Exercise description:
Can you repeat the entire summary below on discourse treatment in mild traumatic brain injury, word for word?

------ Source text

Authors: Kintz S, Hibbs V, Henderson A, Andrews M, Wright HH
Title: Discourse-based treatment in mild traumatic brain injury
Source: Journal of Communication Disorders 2018 76: 47-59
Year: 2018
Research Design: Single Case Design
Abstract:

Background: Individuals with traumatic brain injury (TBI) present with numerous discourse deficits associated with impairments to the linguistic system and other cognitive systems. Individuals with TBI may produce discourse that is lacking important information and poorly organized, as well as containing numerous coherence disrupting elements. Yet there are few studies directly addressing discourse deficits in individuals with TBI to guide clinicians. Aims: The purpose of the study was to determine if discourse processing treatment improved the discourse production in individual with TBI. Aims of the study included determining if the discourse processing treatment improved completeness and informativeness in TBI discourse samples. Methods & procedures: The study included three participants with mild-to-moderate TBI. The study utilized an A-B with maintenance design that incorporated components of functional practice, structured cues in the form of comprehension questions and story guide, and metacognitive and meta-linguistic processes. Discourse samples were obtained for baseline, treatment, and maintenance one-week and one-month post treatment. Stimuli included 12 sequential pictures, as well as a single picture and a recount probe. Outcomes & results: All participants demonstrated small gains in completeness and informativeness for treated items, and 2 of 3 participants demonstrated a medium therapeutic effect for untreated stimuli. Participants also produced discourse with fewer errors for both treated and untreated stimuli after treatment with no therapeutic effect to a small effect for the generalization stimuli. Conclusions: The study demonstrated that the discourse processing treatment is capable of producing small therapeutic effects that persisted one-month post treatment in adults with mild-to-moderate TBI.

------------
------ Data excerpts

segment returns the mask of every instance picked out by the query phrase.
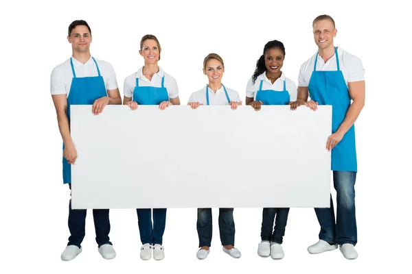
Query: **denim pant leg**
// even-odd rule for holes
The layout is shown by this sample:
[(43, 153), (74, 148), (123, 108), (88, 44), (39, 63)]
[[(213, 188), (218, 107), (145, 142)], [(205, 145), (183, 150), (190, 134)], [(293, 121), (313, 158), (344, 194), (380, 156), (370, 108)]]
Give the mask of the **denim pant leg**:
[(152, 233), (153, 231), (152, 227), (152, 209), (151, 208), (137, 208), (137, 219), (139, 224), (139, 231), (140, 232), (140, 240), (141, 244), (153, 243)]
[(315, 208), (314, 212), (321, 225), (319, 239), (330, 244), (336, 243), (334, 211), (332, 195), (330, 195), (330, 208)]
[(199, 247), (211, 244), (211, 208), (198, 208), (196, 228), (199, 236)]
[(233, 208), (219, 208), (219, 232), (222, 245), (235, 245)]
[(108, 238), (110, 233), (108, 210), (93, 210), (93, 217), (96, 232), (96, 242), (99, 247), (105, 244), (111, 245)]
[(273, 235), (272, 235), (272, 242), (277, 242), (278, 244), (283, 242), (283, 236), (285, 235), (288, 214), (289, 208), (277, 208), (275, 231), (273, 232)]
[(260, 230), (260, 238), (262, 240), (271, 241), (275, 215), (276, 208), (266, 208), (263, 209), (262, 214), (262, 228)]
[(358, 234), (355, 213), (354, 171), (334, 171), (333, 182), (336, 190), (336, 243), (356, 245)]
[(166, 226), (166, 208), (153, 208), (153, 245), (163, 243), (163, 235)]
[[(69, 184), (71, 190), (71, 184)], [(69, 202), (69, 230), (70, 236), (67, 245), (76, 245), (80, 248), (82, 242), (84, 238), (86, 227), (86, 210), (71, 209), (71, 199)]]

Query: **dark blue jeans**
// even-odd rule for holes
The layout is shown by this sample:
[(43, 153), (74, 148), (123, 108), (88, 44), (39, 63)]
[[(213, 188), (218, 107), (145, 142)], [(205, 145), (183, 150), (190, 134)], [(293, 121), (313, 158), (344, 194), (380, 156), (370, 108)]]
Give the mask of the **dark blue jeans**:
[[(197, 231), (199, 247), (211, 244), (211, 208), (198, 208)], [(222, 245), (235, 245), (233, 208), (219, 208), (219, 232)]]
[[(71, 184), (69, 184), (71, 190)], [(67, 245), (77, 245), (79, 248), (84, 238), (86, 227), (87, 210), (71, 209), (71, 199), (69, 202), (69, 230), (70, 237)], [(112, 243), (109, 241), (110, 221), (108, 220), (108, 210), (93, 210), (95, 230), (96, 232), (96, 242), (99, 247), (105, 244)]]
[(166, 225), (166, 208), (153, 209), (152, 225), (152, 210), (137, 209), (139, 231), (141, 244), (162, 245), (163, 235)]
[(354, 171), (334, 171), (333, 184), (336, 190), (336, 221), (332, 195), (330, 208), (315, 208), (321, 225), (319, 239), (329, 243), (356, 245), (358, 234), (355, 214)]
[[(262, 230), (260, 238), (262, 240), (268, 240), (273, 242), (282, 244), (283, 236), (285, 235), (285, 229), (288, 222), (289, 208), (264, 208), (262, 217)], [(273, 229), (273, 222), (275, 229)], [(272, 234), (272, 232), (273, 232)]]

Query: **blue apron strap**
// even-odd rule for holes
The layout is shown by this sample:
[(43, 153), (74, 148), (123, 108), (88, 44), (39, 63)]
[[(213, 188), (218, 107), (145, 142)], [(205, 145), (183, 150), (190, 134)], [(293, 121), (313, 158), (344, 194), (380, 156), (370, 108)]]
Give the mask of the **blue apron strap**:
[(313, 71), (316, 71), (316, 65), (317, 64), (317, 57), (319, 55), (319, 52), (316, 53), (316, 57), (314, 58), (314, 65), (313, 66)]
[(338, 49), (335, 47), (335, 57), (336, 58), (336, 67), (338, 68), (338, 71), (341, 70), (339, 66), (339, 56), (338, 56)]
[(73, 60), (70, 58), (70, 64), (71, 65), (71, 71), (73, 71), (73, 77), (76, 78), (76, 73), (74, 72), (74, 66), (73, 66)]
[(209, 105), (209, 85), (206, 85), (206, 102), (207, 102), (207, 105)]
[(223, 90), (225, 90), (225, 94), (226, 95), (226, 99), (227, 99), (227, 103), (229, 103), (230, 104), (230, 99), (229, 98), (229, 95), (227, 95), (227, 91), (226, 90), (226, 88), (225, 87), (225, 86), (223, 86), (223, 84), (222, 84), (222, 86), (223, 87)]
[(96, 64), (96, 68), (98, 68), (98, 73), (99, 74), (99, 77), (100, 77), (100, 70), (99, 69), (99, 66), (98, 66), (98, 62), (93, 57), (92, 57), (92, 58), (93, 58), (93, 60), (95, 62), (95, 64)]

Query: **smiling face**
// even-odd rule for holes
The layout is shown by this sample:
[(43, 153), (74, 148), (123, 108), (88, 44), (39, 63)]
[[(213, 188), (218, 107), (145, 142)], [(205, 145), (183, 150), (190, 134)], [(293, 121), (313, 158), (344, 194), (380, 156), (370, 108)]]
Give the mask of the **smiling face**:
[(279, 48), (273, 47), (268, 49), (264, 55), (264, 64), (267, 71), (271, 73), (279, 73), (284, 59), (285, 55)]
[(147, 39), (143, 42), (139, 53), (144, 59), (145, 64), (156, 64), (160, 58), (160, 47), (153, 39)]
[(313, 38), (319, 49), (325, 49), (333, 47), (333, 38), (336, 36), (336, 29), (333, 22), (324, 19), (313, 24)]
[(78, 25), (67, 36), (67, 40), (71, 44), (73, 52), (87, 53), (90, 49), (91, 34), (87, 26)]
[(214, 58), (207, 61), (203, 68), (203, 73), (207, 76), (209, 83), (220, 83), (224, 72), (225, 66), (223, 66), (222, 62)]

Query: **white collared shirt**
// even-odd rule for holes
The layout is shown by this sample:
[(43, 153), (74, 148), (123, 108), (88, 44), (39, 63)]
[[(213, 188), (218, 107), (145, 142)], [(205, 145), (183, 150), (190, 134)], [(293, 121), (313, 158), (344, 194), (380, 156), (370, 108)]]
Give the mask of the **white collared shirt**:
[(177, 83), (174, 78), (165, 73), (159, 66), (159, 72), (154, 73), (152, 77), (152, 79), (149, 80), (143, 75), (143, 66), (135, 73), (128, 75), (124, 79), (124, 85), (123, 86), (123, 94), (126, 97), (133, 97), (133, 90), (136, 87), (136, 78), (139, 78), (139, 86), (152, 86), (154, 88), (161, 88), (161, 79), (165, 77), (163, 86), (168, 90), (169, 98), (176, 98), (179, 96), (179, 89)]
[[(301, 66), (298, 79), (299, 86), (309, 86), (317, 53), (317, 52)], [(338, 47), (338, 56), (339, 57), (339, 67), (342, 71), (346, 85), (347, 85), (347, 82), (365, 80), (365, 68), (360, 59), (342, 49), (340, 47)], [(326, 63), (321, 55), (318, 55), (317, 71), (336, 71), (336, 57), (334, 54)]]
[(280, 74), (280, 77), (276, 79), (272, 84), (271, 80), (268, 79), (267, 76), (266, 75), (266, 71), (262, 73), (260, 75), (258, 76), (256, 78), (256, 81), (255, 84), (252, 82), (252, 77), (249, 79), (247, 82), (247, 85), (246, 86), (246, 97), (249, 98), (253, 98), (254, 100), (256, 99), (256, 93), (259, 90), (259, 88), (260, 87), (260, 81), (263, 80), (263, 83), (262, 84), (262, 90), (277, 90), (277, 91), (283, 91), (284, 89), (284, 82), (286, 82), (286, 90), (289, 92), (289, 97), (290, 97), (290, 101), (296, 101), (296, 98), (297, 97), (297, 90), (296, 88), (296, 84), (293, 81), (287, 78), (285, 76), (285, 74), (282, 72)]
[[(73, 66), (76, 77), (78, 78), (85, 77), (98, 76), (98, 68), (93, 58), (85, 63), (73, 60)], [(116, 74), (112, 65), (103, 60), (94, 58), (99, 66), (100, 75), (103, 77), (104, 86), (106, 90), (112, 90), (117, 88), (117, 81)], [(73, 71), (70, 64), (70, 58), (56, 66), (52, 71), (50, 77), (50, 92), (52, 95), (66, 94), (69, 97), (70, 88), (71, 87), (71, 80), (73, 79)]]
[[(205, 85), (203, 88), (200, 90), (196, 91), (192, 93), (190, 95), (190, 98), (189, 98), (188, 103), (193, 102), (199, 102), (201, 104), (203, 105), (207, 105), (207, 100), (206, 99), (206, 87), (207, 85)], [(231, 90), (227, 86), (226, 91), (227, 91), (227, 95), (229, 96), (229, 99), (230, 101), (240, 102), (240, 97), (239, 97), (239, 93), (237, 91)], [(223, 85), (216, 90), (216, 92), (214, 92), (214, 91), (209, 88), (209, 104), (210, 105), (229, 105), (227, 102), (227, 98), (226, 97), (226, 94), (225, 93), (225, 90), (223, 89)]]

------------

Answer to this exercise:
Authors: Kintz S, Hibbs V, Henderson A, Andrews M, Wright HH
Title: Discourse-based treatment in mild traumatic brain injury
Source: Journal of Communication Disorders 2018 76: 47-59
Year: 2018
Research Design: Single Case Design
Abstract:

Background: Individuals with traumatic brain injury (TBI) present with numerous discourse deficits associated with impairments to the linguistic system and other cognitive systems. Individuals with TBI may produce discourse that is lacking important information and poorly organized, as well as containing numerous coherence disrupting elements. Yet there are few studies directly addressing discourse deficits in individuals with TBI to guide clinicians. Aims: The purpose of the study was to determine if discourse processing treatment improved the discourse production in individual with TBI. Aims of the study included determining if the discourse processing treatment improved completeness and informativeness in TBI discourse samples. Methods & procedures: The study included three participants with mild-to-moderate TBI. The study utilized an A-B with maintenance design that incorporated components of functional practice, structured cues in the form of comprehension questions and story guide, and metacognitive and meta-linguistic processes. Discourse samples were obtained for baseline, treatment, and maintenance one-week and one-month post treatment. Stimuli included 12 sequential pictures, as well as a single picture and a recount probe. Outcomes & results: All participants demonstrated small gains in completeness and informativeness for treated items, and 2 of 3 participants demonstrated a medium therapeutic effect for untreated stimuli. Participants also produced discourse with fewer errors for both treated and untreated stimuli after treatment with no therapeutic effect to a small effect for the generalization stimuli. Conclusions: The study demonstrated that the discourse processing treatment is capable of producing small therapeutic effects that persisted one-month post treatment in adults with mild-to-moderate TBI.